Reproduce the data below with each occurrence of "Note to the class" swapped for "Note to the labelers" and everything else left unchanged. Leave the pictures out of your answer.

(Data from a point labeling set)
╭──

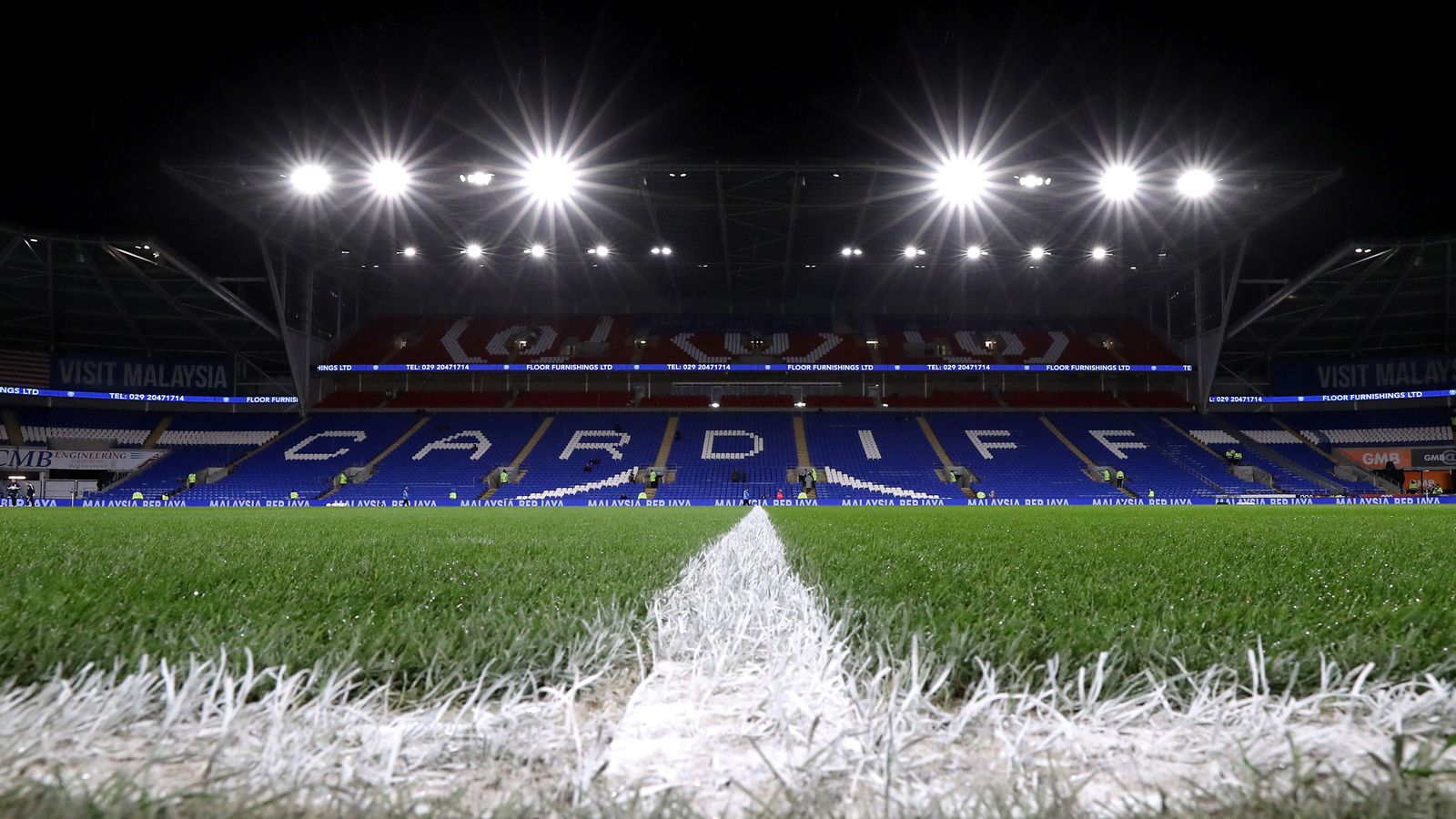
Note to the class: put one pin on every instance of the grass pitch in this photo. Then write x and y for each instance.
(415, 596)
(1154, 586)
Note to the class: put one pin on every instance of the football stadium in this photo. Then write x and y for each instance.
(1005, 474)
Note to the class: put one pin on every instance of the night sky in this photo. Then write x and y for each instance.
(98, 99)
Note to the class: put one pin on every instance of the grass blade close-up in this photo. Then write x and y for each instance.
(420, 598)
(1158, 588)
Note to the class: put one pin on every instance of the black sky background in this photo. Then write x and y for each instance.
(98, 99)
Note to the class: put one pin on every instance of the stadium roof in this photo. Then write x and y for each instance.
(1368, 298)
(752, 237)
(70, 293)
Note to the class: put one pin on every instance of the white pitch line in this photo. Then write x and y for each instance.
(747, 683)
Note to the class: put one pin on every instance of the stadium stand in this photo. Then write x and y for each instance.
(1016, 455)
(1219, 440)
(874, 453)
(561, 464)
(713, 445)
(306, 460)
(451, 452)
(1154, 455)
(116, 426)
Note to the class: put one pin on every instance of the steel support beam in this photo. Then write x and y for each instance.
(111, 293)
(1320, 312)
(211, 285)
(1325, 266)
(162, 293)
(1387, 299)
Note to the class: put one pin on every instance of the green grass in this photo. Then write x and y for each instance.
(420, 596)
(1021, 586)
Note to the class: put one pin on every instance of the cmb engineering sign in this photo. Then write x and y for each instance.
(1363, 375)
(116, 373)
(102, 460)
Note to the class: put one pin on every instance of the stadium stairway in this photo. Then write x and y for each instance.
(1365, 474)
(1279, 458)
(945, 460)
(1081, 455)
(662, 452)
(373, 462)
(801, 450)
(521, 457)
(157, 431)
(12, 428)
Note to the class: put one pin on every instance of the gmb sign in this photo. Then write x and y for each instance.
(116, 373)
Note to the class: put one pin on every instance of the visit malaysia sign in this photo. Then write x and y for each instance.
(118, 373)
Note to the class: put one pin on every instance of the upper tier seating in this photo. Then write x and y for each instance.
(1016, 455)
(1375, 428)
(593, 399)
(883, 455)
(453, 452)
(1154, 455)
(121, 428)
(309, 457)
(713, 445)
(561, 464)
(1060, 399)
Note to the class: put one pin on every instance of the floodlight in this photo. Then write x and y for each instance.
(960, 181)
(310, 179)
(1118, 182)
(550, 178)
(389, 178)
(1196, 184)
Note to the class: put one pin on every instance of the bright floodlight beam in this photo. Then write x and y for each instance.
(310, 179)
(960, 181)
(1118, 182)
(550, 179)
(389, 178)
(1196, 184)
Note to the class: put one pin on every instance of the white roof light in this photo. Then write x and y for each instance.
(550, 179)
(960, 181)
(1196, 184)
(1118, 182)
(312, 179)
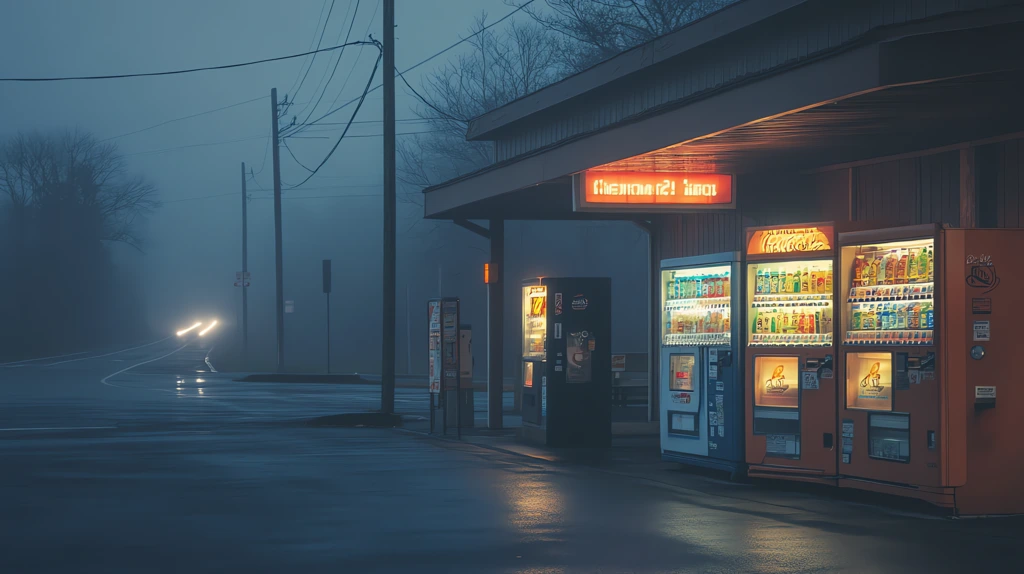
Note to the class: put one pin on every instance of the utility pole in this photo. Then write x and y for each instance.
(245, 269)
(388, 339)
(276, 229)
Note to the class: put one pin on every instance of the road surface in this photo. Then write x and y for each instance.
(143, 460)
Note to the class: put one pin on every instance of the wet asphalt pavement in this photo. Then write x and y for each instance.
(145, 461)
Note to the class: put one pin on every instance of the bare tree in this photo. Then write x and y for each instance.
(502, 65)
(78, 178)
(591, 31)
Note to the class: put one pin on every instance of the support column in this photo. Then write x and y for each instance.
(969, 197)
(496, 324)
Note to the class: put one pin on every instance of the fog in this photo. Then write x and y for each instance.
(192, 243)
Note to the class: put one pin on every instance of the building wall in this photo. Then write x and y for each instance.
(1001, 184)
(808, 31)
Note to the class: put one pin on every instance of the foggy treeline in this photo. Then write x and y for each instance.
(67, 199)
(73, 269)
(521, 55)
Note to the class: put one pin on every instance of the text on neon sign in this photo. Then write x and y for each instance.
(663, 188)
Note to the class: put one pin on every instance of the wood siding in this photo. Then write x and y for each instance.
(1000, 186)
(907, 191)
(805, 32)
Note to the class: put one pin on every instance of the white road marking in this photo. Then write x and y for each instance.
(57, 429)
(208, 363)
(103, 380)
(44, 358)
(109, 354)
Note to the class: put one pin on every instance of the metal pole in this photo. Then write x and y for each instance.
(245, 267)
(409, 335)
(329, 334)
(276, 230)
(496, 325)
(388, 339)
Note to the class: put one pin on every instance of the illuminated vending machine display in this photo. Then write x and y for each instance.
(700, 389)
(921, 364)
(535, 333)
(790, 338)
(566, 361)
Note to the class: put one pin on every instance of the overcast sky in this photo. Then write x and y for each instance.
(193, 246)
(193, 241)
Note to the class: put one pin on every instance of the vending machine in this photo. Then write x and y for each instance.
(791, 396)
(566, 361)
(701, 397)
(930, 386)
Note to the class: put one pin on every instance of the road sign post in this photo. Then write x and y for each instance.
(327, 291)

╰──

» Correct response:
Note to the labelers: put one pin on every instance of the grass pitch in this photo. Then write x and y for each instance.
(415, 596)
(1154, 586)
Note to the labelers: put one pin on every instance of the football stadium in this photo. Then write x and y for each instance.
(1005, 474)
Note to the labelers: put one pin on every instance of the night sky in this photo. Then write x and y for each instance.
(98, 99)
Note to the labelers: put one pin on every instance of the grass blade close-up in this photo. Then write x and y for each instance.
(420, 598)
(1158, 588)
Note to the labelers: put one pin on every instance of the black sky background in this photo. Then write x and y for each instance.
(98, 99)
Note to the labelers: put one pin on every instance of the stadium roof in this photo. Then write x and y for each instance.
(1368, 298)
(752, 237)
(70, 293)
Note to the labelers: put one pin on every instance of the white pitch line in this photo. Then write x and y for each instance.
(747, 683)
Note to the labelers: put one pin on every instance of the stadium stand in this photo. Then write x and y for each instance.
(1016, 455)
(1219, 440)
(874, 453)
(561, 464)
(713, 445)
(306, 460)
(451, 452)
(1154, 455)
(116, 426)
Note to the labelers: put one pin on every instance of the steel support beam in this photo. Then write x and y for each instance.
(111, 293)
(1320, 312)
(211, 285)
(1325, 266)
(162, 293)
(1387, 299)
Note to the labelers: put one pin on every instance of the green grass in this photo. Then write x and y for each instance.
(420, 596)
(1021, 586)
Note to the labelers: put one pin on every instance of the cmb engineering sign in this photo. Then write x and y for each instance.
(1363, 375)
(116, 373)
(102, 460)
Note to the labelers: put one pin on every instance of the stadium stairway in this photo. Then write x and y for each instance.
(1365, 474)
(1279, 458)
(945, 460)
(1081, 455)
(662, 452)
(373, 462)
(801, 450)
(521, 457)
(157, 431)
(12, 428)
Note to the labelers: put one pin on every instance of the gmb sign in this photo. Then write x and y for each instance.
(116, 373)
Note to the labelers: put one pin on every instance of the visit malaysia sign in this photo. Then write x and y for each instance.
(118, 373)
Note to the labelers: put one pin on every instance of the upper tier seating in this photo. Then write x and y for each instance.
(1016, 455)
(1375, 428)
(593, 399)
(883, 455)
(453, 452)
(1154, 455)
(121, 428)
(309, 457)
(713, 445)
(561, 464)
(1060, 399)
Note to the labelers: put one pin on every instance of the floodlight in this photo. Then write x and y for each instance.
(960, 181)
(310, 179)
(1118, 182)
(550, 178)
(389, 178)
(1196, 184)
Note to the labelers: put one pin on every instance of the bright floodlight beam in this photo. Then write x and y for each instance.
(310, 179)
(960, 181)
(1118, 182)
(550, 179)
(389, 178)
(1196, 184)
Note to the labelers: put one pin on every instance of the white roof light in this photo. Then write x and y for each instance.
(550, 179)
(960, 181)
(1196, 184)
(1118, 182)
(312, 179)
Note to the labelers: put one pin on every instance of the utility pole in this photo. Then write x and y for each instance.
(245, 269)
(388, 339)
(276, 229)
Note to the labelers: put one pin on every instance of the road surface in this photo. Then write x and y for each instance.
(143, 460)
Note to the labelers: put one pin on every instance of the wet asphalt pavement in this photo. Then write x and y for each instance.
(145, 461)
Note to the labelers: put one pin on every instance of the bare tree in this photo. Then write x and y for each instance.
(502, 65)
(78, 178)
(591, 31)
Note to the labelers: put one pin on every instance of the support column in this photo. Then write x and y for each instance.
(969, 197)
(496, 324)
Note to the labelers: put one pin on every instance of the fog in this photo. Then write x and y for each instance.
(192, 243)
Note to the labelers: put one pin on every instance of the building wall in this photo. Then write x and y for each instance.
(1001, 184)
(808, 31)
Note to the labelers: put one pin on every instance of the foggy treeline in this photo. Then write x and y for each instance.
(67, 199)
(73, 269)
(521, 55)
Note to the labelers: put one pin on every instance of the text on neon sign in this photo. Then write x and y for each instance.
(663, 188)
Note to the labelers: put one pin on every instance of the wood siding in this photo. Then write x and y for each instance.
(1000, 186)
(907, 191)
(805, 32)
Note to the labelers: put one pin on every instance of the white road marking in this photo. Then write x and y for each instance.
(57, 429)
(208, 363)
(103, 380)
(44, 358)
(109, 354)
Note to the labelers: put one pin on every instance of the metal pole in this photo. Then write x and y for each instance.
(245, 267)
(409, 335)
(329, 334)
(276, 230)
(496, 325)
(388, 339)
Note to the labelers: put one pin on every instance of the illuminated vending machine display in this photo. Then write x and y for each instance.
(700, 389)
(921, 364)
(535, 333)
(790, 338)
(566, 361)
Note to the labelers: put one pin on every instance of the overcast sky in this photo. Then write x and y for each instance.
(193, 246)
(193, 241)
Note to the labelers: put one pin on every instance of the vending machine in this photo. Then write x and y for each instance.
(791, 396)
(566, 361)
(701, 397)
(930, 386)
Note to the labelers: put one pin on every instance of the road sign post in this photo. Then write x and y for each instance.
(327, 291)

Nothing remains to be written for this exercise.